BRIEF 1: Please shorten the paragraph in the article on Glycera worms that begins "Scientists have observed how these worms," keeping its main facts.
BRIEF 2: Write out the part of the Glycera worm article from "(ORDO NEWS) —" to "the teeth themselves." word for word.

EXCERPT TO READ:
■ ■ ■
Scientists have figured out how Glycera worms get their unique copper teeth

(ORDO NEWS) — Glycera worms are known for their unusual fang-like jaws, which are composed of protein, melanin, and a concentration of copper found nowhere else in the animal kingdom.

Scientists have observed how these worms use copper mined from marine sediments to form their jaws, a process described in a study published April 25 in the journal Matter that may be even more unusual than the teeth themselves.

Since bloodworms (Glycera – a genus of marine polychaete worms from the order Phyllodocida. About 45 modern and 3 fossil species.) form their jaws only once, they must be strong and durable enough to last for the entire five-year life of the animal.

With their help, they bite their prey, sometimes piercing the exoskeleton through and through, and inject poison that paralyzes the victim.

“These are very nasty worms because they don’t take bites well and are easily provoked,” said study co-author Herbert Waite, a biochemist at the University of California at Santa Barbara. “When they encounter another worm, they usually fight using their brass jaws as a weapon.”

Waite Labs has been studying bloodworms for 20 years, but it was only recently that they were able to observe the chemical process that forms the jaw from start to finish.

The worm starts with a protein precursor that picks up copper to concentrate into a viscous, protein-rich liquid with a high copper content and phase separation from water.

The protein then uses the copper to catalyze the conversion of the amino acid derivative DOPA into melanin, a polymer that, when combined with the protein, gives jaws metal-like mechanical properties.

Through this process, the worm can easily synthesize material that, if created in a laboratory, would be a complex process involving many different apparatuses, solvents, and temperatures.

“We never expected that a protein with such a simple composition, that is, mainly glycine and histidine, would perform so many functions and unrelated actions,” Waite says.

The team hopes that a better understanding of how the bloodworm runs its offline recycling lab can help rationalize parts of production, which will benefit the industry. “These materials can be road signs for how to create and develop better consumer materials,” Waite says.
■ ■ ■
RECORD SET:

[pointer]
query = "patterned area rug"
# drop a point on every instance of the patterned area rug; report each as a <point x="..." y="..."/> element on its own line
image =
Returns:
■ ■ ■
OUTPUT 1: Scientists watched these worms build their jaws from copper drawn out of marine sediments. A study published April 25 in the journal Matter describes the process and suggests it may be even more unusual than the teeth.

OUTPUT 2:
(ORDO NEWS) — Glycera worms are known for their unusual fang-like jaws, which are composed of protein, melanin, and a concentration of copper found nowhere else in the animal kingdom.

Scientists have observed how these worms use copper mined from marine sediments to form their jaws, a process described in a study published April 25 in the journal Matter that may be even more unusual than the teeth themselves.